→ Directive:
Return every line of the material below unchanged, omitting the pictures.

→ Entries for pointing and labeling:
>>>

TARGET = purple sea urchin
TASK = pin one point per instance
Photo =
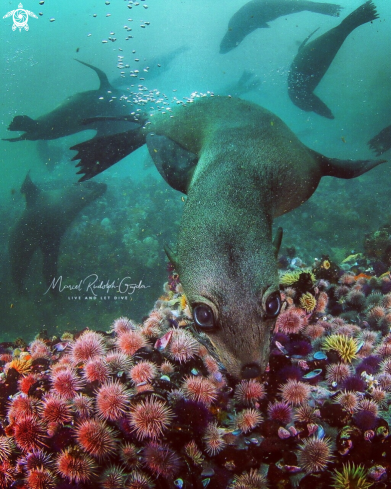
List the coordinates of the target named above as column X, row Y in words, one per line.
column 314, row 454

<<<

→ Solution:
TARGET = purple sea urchin
TASK = pin one point per instance
Photo =
List the coordinates of the target named above as column X, row Y in words, one per line.
column 314, row 454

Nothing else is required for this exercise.